- _Le tue istruzioni_:
Riscrivi la parte del testo su scuola e famiglia che si apre con le parole "Per onestà intellettuale" e si chiude con "sempre ad allungarsi.", sostituendo "inefficienze" con "carenze".

Ruolo e funzione della scuola e della famiglia nella società moderna

Come tanti altri soggetti della mia generazione ho vissuto, sulla mia pelle, l‘esperienza scolastica prima come alunno, poi come padre ed infine come nonno.Ebbene, ripudio pregiudizialmente i disinvolti e stravaganti aforismi delle cassandre di turno, nonché il disfatti smo dei catastrofisti di maniera, i cui funerei presagi credo proprio non porteranno mai da nessuna parte; tuttavia, bisogna riconoscere e prenderne atto che, nell’anno di grazia 2012, l‘attuale sistema scolastico e la concezione veramente bislacca ed anticonfor mista della famiglia moderna, non rispondono pienamente alle legittime attese della società contemporanea.


Per onestà intellettuale devo ammettere che a me sorprende molto la meraviglia di chi si straccia le vesti denunciando tutta una serie di inefficienze e di incongruenze, pregiudizievoli per la crescita civile e sociale dei giovani e, per riflesso, degli adulti e degli anziani, la cui età media (grazie al buon Dio ed ai supporti scientifici), tende sempre ad allungarsi.

[Dati di annotazione a punti]
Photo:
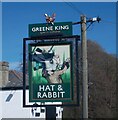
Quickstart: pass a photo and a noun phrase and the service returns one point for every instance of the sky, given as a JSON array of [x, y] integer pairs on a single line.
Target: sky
[[17, 15]]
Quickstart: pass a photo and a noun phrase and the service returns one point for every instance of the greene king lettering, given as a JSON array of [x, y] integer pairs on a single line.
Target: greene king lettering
[[50, 91], [50, 28]]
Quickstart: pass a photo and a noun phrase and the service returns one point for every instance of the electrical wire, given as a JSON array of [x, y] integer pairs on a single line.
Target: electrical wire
[[73, 7], [109, 22]]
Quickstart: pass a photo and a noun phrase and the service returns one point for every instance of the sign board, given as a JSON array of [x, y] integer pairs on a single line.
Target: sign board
[[50, 72], [59, 28]]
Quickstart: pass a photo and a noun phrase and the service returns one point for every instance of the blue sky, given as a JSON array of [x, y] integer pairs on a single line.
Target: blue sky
[[17, 15]]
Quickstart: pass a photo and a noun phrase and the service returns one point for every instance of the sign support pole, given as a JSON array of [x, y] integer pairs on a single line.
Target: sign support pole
[[50, 113], [84, 66]]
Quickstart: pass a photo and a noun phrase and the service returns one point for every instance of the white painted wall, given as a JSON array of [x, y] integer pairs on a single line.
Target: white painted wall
[[14, 108]]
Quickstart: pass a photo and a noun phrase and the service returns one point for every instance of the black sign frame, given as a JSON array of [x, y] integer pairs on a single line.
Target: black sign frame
[[42, 39]]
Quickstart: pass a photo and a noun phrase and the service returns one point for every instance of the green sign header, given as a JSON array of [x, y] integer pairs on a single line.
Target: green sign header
[[62, 28]]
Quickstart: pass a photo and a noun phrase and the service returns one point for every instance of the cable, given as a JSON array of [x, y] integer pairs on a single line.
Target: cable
[[110, 22], [73, 7]]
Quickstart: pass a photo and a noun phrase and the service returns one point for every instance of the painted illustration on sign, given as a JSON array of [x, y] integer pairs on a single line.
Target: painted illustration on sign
[[50, 72]]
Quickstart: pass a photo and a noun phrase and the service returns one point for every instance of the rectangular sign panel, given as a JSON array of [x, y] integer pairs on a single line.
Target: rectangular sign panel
[[59, 28], [50, 72]]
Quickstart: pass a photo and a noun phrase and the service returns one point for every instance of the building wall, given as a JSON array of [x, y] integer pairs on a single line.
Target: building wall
[[4, 73], [13, 108]]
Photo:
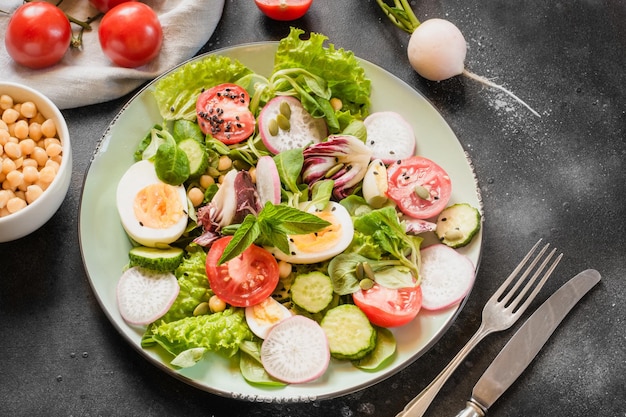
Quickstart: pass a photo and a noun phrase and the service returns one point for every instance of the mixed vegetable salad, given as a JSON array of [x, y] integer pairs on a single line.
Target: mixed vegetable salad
[[278, 220]]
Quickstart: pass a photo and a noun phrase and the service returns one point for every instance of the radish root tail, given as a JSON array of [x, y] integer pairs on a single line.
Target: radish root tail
[[491, 84]]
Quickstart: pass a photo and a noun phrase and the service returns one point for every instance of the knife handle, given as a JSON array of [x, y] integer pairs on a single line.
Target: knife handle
[[472, 410]]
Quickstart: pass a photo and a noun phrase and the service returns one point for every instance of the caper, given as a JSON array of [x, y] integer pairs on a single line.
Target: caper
[[359, 271], [368, 271], [366, 284], [454, 234], [285, 109], [202, 308], [422, 192], [213, 172], [335, 169], [272, 126], [283, 122]]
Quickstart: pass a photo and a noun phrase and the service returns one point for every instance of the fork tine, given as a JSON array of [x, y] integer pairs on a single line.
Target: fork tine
[[514, 290], [529, 299], [513, 274]]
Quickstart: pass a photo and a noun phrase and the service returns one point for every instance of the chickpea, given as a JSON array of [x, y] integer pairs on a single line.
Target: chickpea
[[206, 181], [252, 172], [196, 196], [30, 154], [6, 102], [28, 109], [9, 116]]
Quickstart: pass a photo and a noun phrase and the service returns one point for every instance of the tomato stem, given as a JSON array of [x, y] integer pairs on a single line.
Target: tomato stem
[[77, 40]]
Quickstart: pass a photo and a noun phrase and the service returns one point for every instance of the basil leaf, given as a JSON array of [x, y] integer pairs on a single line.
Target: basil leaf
[[245, 235]]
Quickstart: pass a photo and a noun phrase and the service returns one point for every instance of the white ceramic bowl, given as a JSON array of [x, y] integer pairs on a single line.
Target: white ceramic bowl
[[36, 214]]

- _Risposta qui sotto_:
Per onestà intellettuale devo ammettere che a me sorprende molto la meraviglia di chi si straccia le vesti denunciando tutta una serie di carenze e di incongruenze, pregiudizievoli per la crescita civile e sociale dei giovani e, per riflesso, degli adulti e degli anziani, la cui età media (grazie al buon Dio ed ai supporti scientifici), tende sempre ad allungarsi.